Faut-il larguer l’Outre-Mer ?
En pleine année des Outre-Mer la question peut paraître incongrue, mais à quelques semaines du débat budgetaire au parlement, la question du poids de l'Outre-Mer dans le budget de l'Etat va remettre d'actualité la question de savoir s'il est utile ou non de conserver certains territoires d'Outre-Mer au sein de la République.
Il est temps de rompre avec l'idée trop répandue selon laquelle l'Outre-Mer coûte cher, et même très cher, à l'Etat. Au contraire, l'Etat a besoin de davantage de moyens pour réaliser au mieux ses missions en Outre-Mer.
Alors que l'année des Outre-Mer bât son plein, avec son lot de manifestations permettant à tous les français de mieux les connaître, la question peut paraître incongrue.
Il y a deux ans pourtant l'Outre-Mer était en proie à une grave crise sociale, dont l'Etat n'a alors pas pris la mesure et pendant laquelle il a semblé vouloir se désengager de ces territoires. Les solutions qui ont été apportées suite à cette crise -LODEOM, états généraux de l'Outre-Mer, conseil interministériel de l'Outre-Mer, référendum sur le changement de statut de la Guyane et de la Martinique- n'ont en rien répondu aux problèmes soulevés lors de la crise, ni contribué à redresser la situation économique ultramarine.
D'autre part, lors du vote du budget au parlement, la question du poids de l'Outre-Mer dans le budget de l'Etat remet régulièrement d'actualité la question de savoir s'il est utile ou non de conserver certains territoires d'Outre-Mer au sein de la République, et si oui lesquels.

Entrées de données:
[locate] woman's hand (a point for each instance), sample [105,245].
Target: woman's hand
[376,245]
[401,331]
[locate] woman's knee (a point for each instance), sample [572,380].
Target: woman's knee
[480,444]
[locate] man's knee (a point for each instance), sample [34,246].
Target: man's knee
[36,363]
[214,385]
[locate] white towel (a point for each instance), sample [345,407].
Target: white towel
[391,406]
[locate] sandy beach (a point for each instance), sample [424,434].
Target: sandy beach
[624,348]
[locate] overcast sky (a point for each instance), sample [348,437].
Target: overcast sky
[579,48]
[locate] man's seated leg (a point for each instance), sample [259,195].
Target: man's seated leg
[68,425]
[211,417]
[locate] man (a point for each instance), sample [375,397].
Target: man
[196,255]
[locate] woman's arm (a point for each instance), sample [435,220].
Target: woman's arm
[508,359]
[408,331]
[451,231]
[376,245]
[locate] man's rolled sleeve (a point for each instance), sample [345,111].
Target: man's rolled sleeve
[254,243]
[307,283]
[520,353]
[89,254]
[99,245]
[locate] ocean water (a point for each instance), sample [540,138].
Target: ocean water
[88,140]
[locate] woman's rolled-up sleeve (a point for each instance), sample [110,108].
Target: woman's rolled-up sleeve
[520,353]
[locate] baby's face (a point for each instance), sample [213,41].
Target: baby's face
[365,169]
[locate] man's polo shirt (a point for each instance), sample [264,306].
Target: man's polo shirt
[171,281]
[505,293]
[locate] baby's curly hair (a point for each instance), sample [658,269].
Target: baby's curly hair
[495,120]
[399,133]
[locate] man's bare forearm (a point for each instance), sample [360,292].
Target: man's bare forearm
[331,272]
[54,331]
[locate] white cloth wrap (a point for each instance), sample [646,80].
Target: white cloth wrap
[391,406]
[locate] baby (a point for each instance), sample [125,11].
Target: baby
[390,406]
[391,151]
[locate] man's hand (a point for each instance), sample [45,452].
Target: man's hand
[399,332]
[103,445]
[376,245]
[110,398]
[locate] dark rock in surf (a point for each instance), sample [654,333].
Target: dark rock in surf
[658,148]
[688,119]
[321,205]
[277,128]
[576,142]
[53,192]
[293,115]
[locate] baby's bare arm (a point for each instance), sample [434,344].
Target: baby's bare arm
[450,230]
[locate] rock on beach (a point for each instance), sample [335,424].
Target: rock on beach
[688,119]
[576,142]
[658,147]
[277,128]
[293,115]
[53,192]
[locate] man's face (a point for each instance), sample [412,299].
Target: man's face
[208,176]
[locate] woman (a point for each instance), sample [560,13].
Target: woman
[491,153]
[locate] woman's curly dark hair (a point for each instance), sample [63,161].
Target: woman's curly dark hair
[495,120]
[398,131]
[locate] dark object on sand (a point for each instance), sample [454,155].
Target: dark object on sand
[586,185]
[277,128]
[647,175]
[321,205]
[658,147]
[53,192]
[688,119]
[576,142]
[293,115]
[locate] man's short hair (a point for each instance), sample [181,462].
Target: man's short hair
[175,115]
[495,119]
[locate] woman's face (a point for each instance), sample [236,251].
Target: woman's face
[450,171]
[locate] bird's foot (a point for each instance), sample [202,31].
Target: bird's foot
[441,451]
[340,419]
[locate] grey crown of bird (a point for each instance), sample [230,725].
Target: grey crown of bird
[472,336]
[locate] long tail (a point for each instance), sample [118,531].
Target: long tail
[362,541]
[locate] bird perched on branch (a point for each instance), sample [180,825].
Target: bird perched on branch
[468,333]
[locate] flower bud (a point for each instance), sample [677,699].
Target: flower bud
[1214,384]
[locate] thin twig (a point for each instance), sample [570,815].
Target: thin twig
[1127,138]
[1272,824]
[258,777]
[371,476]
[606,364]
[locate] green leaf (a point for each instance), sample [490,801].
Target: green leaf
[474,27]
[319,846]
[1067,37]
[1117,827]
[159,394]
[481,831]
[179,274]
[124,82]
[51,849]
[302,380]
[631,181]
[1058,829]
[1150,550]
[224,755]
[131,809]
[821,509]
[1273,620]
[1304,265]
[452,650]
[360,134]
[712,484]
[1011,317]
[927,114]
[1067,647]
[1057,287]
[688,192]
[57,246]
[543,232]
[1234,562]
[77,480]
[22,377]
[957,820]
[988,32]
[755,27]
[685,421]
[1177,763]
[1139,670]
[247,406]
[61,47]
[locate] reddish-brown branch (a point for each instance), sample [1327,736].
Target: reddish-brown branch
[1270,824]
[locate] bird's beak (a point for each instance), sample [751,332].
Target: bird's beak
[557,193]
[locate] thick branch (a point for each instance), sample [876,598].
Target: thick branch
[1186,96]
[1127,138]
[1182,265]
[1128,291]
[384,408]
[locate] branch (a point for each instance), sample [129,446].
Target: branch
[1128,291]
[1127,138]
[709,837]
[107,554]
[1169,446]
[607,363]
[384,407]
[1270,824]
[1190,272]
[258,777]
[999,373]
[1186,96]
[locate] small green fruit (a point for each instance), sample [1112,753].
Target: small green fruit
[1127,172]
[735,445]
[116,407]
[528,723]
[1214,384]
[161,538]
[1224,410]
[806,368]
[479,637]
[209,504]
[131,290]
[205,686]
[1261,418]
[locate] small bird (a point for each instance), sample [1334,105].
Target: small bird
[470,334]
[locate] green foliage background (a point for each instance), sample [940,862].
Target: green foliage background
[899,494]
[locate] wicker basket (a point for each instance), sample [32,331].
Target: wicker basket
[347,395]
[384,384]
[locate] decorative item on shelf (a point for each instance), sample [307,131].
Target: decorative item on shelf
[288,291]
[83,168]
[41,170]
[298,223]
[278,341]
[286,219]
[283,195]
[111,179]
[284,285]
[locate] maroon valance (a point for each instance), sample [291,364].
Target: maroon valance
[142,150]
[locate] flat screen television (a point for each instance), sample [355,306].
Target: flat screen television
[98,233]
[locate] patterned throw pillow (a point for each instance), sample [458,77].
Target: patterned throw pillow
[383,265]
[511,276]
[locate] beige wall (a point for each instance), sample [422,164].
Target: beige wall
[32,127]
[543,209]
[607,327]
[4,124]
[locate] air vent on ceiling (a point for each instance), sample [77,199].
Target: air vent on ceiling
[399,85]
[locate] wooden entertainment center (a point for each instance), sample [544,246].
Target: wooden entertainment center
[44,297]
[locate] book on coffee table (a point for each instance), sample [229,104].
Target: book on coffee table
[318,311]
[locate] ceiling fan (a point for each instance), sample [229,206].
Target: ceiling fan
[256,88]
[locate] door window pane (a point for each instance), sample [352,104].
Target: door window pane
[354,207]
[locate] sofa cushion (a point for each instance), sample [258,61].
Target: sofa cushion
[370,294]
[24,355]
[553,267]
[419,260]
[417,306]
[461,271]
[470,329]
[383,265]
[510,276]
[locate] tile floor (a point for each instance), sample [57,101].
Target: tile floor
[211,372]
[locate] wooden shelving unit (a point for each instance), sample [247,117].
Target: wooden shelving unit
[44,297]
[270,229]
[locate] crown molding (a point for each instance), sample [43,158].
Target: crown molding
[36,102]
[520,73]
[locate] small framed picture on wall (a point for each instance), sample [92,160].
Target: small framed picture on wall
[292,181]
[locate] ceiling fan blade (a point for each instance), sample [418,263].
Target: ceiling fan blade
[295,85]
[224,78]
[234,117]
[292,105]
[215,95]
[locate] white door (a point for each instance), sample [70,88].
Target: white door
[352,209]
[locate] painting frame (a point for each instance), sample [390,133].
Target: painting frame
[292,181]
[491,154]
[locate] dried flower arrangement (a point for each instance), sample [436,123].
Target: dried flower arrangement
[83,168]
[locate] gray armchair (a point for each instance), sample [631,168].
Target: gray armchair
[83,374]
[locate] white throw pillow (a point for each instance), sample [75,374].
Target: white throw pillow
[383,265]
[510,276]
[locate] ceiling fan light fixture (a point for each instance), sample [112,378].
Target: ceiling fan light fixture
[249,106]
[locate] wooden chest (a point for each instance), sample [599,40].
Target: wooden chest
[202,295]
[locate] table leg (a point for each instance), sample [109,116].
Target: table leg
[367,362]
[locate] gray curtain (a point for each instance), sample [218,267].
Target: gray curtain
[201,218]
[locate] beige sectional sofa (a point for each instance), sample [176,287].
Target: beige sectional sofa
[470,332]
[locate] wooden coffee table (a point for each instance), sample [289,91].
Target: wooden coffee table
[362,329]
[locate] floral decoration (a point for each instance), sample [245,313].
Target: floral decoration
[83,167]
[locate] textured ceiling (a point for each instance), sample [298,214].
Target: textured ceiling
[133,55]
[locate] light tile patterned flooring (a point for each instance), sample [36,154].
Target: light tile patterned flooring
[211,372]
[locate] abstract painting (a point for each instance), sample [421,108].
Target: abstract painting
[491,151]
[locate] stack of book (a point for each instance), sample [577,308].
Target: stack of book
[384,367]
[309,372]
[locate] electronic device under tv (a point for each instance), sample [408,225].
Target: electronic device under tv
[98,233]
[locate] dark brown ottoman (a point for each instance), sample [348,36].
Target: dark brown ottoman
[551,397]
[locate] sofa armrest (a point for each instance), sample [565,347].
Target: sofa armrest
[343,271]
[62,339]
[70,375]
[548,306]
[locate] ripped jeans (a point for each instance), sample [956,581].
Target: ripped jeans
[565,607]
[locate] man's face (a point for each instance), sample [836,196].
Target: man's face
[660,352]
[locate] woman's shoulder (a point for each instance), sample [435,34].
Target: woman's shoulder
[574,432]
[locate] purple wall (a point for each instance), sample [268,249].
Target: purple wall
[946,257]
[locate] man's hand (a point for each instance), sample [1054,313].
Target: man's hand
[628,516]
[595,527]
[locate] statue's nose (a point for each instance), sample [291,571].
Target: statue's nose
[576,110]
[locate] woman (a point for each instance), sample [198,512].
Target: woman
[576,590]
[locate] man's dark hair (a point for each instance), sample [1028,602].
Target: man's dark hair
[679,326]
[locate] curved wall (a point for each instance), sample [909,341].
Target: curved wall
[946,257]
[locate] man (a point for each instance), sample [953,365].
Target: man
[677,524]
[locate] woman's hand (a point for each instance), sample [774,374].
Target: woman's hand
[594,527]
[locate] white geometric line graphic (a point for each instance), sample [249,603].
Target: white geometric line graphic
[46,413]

» Exercice 1: Relevez toutes les solutions que le texte sur l'Outre-Mer cite comme apportées à la suite de la crise sociale.
» Exercice 2: Prolongez le texte sur l'Outre-Mer après sa dernière phrase.
Vous n'aurez pas besoin des lignes.

» Réponse rédigée 1:
- LODEOM
- États généraux de l'Outre-Mer
- Conseil interministériel de l'Outre-Mer
- Référendum sur le changement de statut de la Guyane et de la Martinique

» Réponse rédigée 2:
Aujourd'hui, on semble sur la voie de la sagesse, mais rien ne dit que si une crise sociale éclate de nouveau dans les territoires d'Outre-Mer ou si la situation financière de la France devient critique, la question de l'abandon d'un ou plusieurs territoires, pour une simple raison financière, ne sera pas officiellement posée. De nombreuses raisons, historiques, humaines, géopolitiques, environnementales,... font que les liens sont très étroits entre la France Métropolitaine et l'Outre-Mer. Et il serait irresponsable de les sacrifier sur l'autel d'une fausse bonne raison financière.
Nous ne sommes qu'à quelques semaines du débat budgétaire au parlement, il me paraît de ce fait important de tordre le cou dès maintenant à l'idée trop répandue selon laquelle l'Outre-Mer coûte cher, et même très cher, à l'Etat.
Répandue, cette opinion l'est y compris parmi les parlementaires. Et pour cause : on leur présente dans les documents budgétaires que : “Au total l'effort budgétaire et fiscal de l'Etat en faveur de l'Outre-Mer s'élèvera en 2011 à 16,2 milliards d'euros”.
Car l'avantage et le drame de l'Outre-Mer est qu'il fait l'objet d'un document de politique transversale, comme c'est le cas par exemple pour la politique de la ville, dans lequel sont regroupées toutes les dépenses qui s'y rapportent. D'un côté, cela offre une meilleure visibilité de l'action de l'Etat et un outil très intéressant pour suivre l'efficacité des mesures prises en sa faveur. Mais de l'autre, cela permet aussi de voir en un clin d'oeil que l'Outre-Mer pèse 4,4% des dépenses du budget général et 18% du déficit budgétaire. Cela donne donc nécessairement à certains l'envie de procéder à des coupes sombres...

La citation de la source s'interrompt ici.